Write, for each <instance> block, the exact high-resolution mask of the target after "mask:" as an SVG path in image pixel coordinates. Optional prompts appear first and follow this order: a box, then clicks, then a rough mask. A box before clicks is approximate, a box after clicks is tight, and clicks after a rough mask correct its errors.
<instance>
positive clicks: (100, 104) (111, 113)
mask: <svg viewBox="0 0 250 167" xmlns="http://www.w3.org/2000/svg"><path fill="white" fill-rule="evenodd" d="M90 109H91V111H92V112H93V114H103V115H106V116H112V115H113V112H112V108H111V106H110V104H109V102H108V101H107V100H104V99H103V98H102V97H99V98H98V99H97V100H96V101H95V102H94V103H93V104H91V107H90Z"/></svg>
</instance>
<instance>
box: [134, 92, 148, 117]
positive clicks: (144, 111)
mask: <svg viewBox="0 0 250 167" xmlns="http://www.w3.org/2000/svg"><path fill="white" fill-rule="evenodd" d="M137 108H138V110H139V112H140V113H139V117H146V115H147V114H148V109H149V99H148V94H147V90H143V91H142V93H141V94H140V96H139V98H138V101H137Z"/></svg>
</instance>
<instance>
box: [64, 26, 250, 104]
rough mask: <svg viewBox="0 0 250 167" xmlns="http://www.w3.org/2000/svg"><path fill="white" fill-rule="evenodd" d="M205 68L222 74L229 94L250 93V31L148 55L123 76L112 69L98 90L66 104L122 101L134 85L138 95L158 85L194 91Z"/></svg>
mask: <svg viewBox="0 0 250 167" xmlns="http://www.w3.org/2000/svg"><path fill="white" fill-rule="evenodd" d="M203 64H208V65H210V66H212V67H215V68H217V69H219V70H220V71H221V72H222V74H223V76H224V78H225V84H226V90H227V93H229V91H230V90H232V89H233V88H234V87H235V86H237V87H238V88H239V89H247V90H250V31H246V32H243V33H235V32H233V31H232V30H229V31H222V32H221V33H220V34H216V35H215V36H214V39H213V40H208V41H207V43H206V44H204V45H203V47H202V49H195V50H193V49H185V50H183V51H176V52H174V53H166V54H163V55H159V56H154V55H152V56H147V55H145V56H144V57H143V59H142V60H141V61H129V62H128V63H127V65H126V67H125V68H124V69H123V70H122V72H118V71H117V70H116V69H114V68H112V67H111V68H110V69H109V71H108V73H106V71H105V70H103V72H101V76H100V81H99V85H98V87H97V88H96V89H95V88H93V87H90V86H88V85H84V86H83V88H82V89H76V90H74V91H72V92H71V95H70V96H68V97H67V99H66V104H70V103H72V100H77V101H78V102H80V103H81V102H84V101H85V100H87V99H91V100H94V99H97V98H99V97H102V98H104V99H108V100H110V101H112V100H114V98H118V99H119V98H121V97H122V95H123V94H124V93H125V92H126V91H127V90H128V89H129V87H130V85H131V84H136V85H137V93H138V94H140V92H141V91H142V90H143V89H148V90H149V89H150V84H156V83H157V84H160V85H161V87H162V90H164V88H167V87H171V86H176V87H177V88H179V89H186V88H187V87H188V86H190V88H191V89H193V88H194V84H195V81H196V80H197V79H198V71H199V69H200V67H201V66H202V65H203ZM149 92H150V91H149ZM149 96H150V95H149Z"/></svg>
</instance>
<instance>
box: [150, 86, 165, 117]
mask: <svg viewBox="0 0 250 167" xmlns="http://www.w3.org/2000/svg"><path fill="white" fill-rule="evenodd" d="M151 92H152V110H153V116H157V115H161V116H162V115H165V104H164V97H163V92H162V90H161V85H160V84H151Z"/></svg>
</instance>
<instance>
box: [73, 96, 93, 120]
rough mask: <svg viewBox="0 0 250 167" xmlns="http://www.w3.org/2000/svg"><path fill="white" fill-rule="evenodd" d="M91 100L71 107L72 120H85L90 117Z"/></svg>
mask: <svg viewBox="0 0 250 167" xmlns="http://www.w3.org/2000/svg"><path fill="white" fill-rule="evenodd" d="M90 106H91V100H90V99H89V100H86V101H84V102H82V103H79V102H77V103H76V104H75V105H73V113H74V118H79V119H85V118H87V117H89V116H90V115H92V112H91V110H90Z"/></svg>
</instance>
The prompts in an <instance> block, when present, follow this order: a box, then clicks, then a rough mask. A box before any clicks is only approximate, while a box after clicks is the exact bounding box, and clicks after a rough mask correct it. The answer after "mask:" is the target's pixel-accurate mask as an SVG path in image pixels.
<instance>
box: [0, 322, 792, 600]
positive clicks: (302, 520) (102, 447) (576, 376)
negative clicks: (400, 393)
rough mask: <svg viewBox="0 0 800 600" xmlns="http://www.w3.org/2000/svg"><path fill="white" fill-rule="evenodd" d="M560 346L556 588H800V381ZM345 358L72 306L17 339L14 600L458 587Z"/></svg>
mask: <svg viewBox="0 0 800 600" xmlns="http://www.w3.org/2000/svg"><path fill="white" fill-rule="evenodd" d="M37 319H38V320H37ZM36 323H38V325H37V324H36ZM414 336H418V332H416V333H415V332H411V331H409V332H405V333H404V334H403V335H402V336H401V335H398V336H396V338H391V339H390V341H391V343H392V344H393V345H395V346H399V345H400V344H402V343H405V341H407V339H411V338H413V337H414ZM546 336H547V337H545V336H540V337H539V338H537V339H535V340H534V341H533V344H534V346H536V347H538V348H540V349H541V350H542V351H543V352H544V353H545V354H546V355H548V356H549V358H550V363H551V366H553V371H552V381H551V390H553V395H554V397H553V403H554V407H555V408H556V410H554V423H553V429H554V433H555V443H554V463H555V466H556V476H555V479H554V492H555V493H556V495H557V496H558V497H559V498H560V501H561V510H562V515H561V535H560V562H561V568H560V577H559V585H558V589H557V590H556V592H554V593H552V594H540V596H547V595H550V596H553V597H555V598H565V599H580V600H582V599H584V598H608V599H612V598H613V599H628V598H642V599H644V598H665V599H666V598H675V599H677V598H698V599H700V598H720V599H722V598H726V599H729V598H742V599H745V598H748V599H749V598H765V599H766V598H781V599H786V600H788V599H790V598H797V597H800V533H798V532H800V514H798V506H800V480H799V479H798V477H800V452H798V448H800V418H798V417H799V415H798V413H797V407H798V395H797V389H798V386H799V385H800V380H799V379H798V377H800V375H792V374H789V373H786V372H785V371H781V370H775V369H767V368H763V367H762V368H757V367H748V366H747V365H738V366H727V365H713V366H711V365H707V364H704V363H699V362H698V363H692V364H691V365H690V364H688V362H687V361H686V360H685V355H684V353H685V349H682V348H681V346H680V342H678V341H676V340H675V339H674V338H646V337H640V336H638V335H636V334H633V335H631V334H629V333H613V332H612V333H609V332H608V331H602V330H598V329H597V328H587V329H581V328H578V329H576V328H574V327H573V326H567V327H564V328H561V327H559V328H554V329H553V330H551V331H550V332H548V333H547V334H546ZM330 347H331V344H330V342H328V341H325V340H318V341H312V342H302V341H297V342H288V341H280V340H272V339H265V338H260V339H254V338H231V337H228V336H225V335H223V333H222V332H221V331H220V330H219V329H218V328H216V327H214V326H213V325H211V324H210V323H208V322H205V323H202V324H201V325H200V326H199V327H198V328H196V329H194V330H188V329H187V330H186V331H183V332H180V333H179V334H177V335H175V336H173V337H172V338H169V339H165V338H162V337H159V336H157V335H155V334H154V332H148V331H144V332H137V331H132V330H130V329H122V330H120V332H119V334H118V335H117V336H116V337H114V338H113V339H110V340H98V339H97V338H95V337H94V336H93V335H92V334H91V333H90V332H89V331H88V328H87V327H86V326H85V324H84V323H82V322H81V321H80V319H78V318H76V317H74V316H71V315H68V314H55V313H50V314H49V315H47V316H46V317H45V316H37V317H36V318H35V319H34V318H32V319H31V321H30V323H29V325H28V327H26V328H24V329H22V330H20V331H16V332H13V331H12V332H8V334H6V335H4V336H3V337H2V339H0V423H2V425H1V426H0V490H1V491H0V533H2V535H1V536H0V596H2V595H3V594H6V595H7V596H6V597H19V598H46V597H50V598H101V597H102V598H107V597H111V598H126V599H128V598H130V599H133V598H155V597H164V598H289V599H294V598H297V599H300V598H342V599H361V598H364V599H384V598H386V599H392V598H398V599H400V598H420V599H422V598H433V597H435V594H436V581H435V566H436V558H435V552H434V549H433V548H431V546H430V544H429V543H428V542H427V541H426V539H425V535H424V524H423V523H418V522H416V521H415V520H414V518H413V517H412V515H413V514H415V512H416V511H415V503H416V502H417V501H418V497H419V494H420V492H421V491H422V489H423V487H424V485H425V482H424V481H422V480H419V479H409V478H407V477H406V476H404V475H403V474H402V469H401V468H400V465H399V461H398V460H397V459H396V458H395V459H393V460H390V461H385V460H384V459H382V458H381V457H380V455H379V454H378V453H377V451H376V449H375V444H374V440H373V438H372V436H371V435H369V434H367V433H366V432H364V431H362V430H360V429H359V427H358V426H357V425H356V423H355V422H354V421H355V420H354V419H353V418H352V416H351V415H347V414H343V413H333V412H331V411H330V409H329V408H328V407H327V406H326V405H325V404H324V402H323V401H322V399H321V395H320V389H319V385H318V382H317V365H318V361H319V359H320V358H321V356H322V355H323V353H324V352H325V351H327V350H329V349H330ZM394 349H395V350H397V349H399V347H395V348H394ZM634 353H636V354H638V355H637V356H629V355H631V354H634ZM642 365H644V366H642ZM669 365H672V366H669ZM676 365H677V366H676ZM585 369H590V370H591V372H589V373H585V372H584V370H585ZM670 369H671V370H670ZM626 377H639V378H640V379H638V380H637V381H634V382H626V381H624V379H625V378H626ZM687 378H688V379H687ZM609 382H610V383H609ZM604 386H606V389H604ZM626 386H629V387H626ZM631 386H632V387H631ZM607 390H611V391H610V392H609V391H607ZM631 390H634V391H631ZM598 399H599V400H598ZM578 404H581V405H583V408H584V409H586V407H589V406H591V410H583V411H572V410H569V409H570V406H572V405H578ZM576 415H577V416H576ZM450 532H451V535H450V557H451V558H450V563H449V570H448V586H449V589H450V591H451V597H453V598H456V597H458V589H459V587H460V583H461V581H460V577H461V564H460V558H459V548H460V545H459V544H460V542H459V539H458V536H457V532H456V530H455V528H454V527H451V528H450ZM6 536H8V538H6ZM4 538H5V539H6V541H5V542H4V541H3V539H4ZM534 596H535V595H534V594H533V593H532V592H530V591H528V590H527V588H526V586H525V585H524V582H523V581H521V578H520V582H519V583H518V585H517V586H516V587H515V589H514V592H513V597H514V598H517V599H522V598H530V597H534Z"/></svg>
--*--
**Goal of the exercise**
Retype every line up to and including the one that contains "box: [134, 92, 148, 117]", beginning at the first line of the records, with no edits.

**Answer to the exercise**
Write, for each <instance> block, the exact high-resolution mask of the target after "mask:" as an SVG path in image pixel coordinates. Optional prompts appear first and follow this order: a box, then clicks, then a rough mask. A box before clicks is approximate, a box after clicks is tight, and clicks after a rough mask correct its errors.
<instance>
positive clicks: (100, 104) (111, 113)
mask: <svg viewBox="0 0 250 167" xmlns="http://www.w3.org/2000/svg"><path fill="white" fill-rule="evenodd" d="M90 109H91V111H92V112H93V114H103V115H106V116H112V115H113V112H112V108H111V106H110V104H109V102H108V101H107V100H104V99H103V98H102V97H99V98H98V99H97V100H96V101H95V102H94V103H93V104H91V107H90Z"/></svg>
</instance>
<instance>
box: [134, 92, 148, 117]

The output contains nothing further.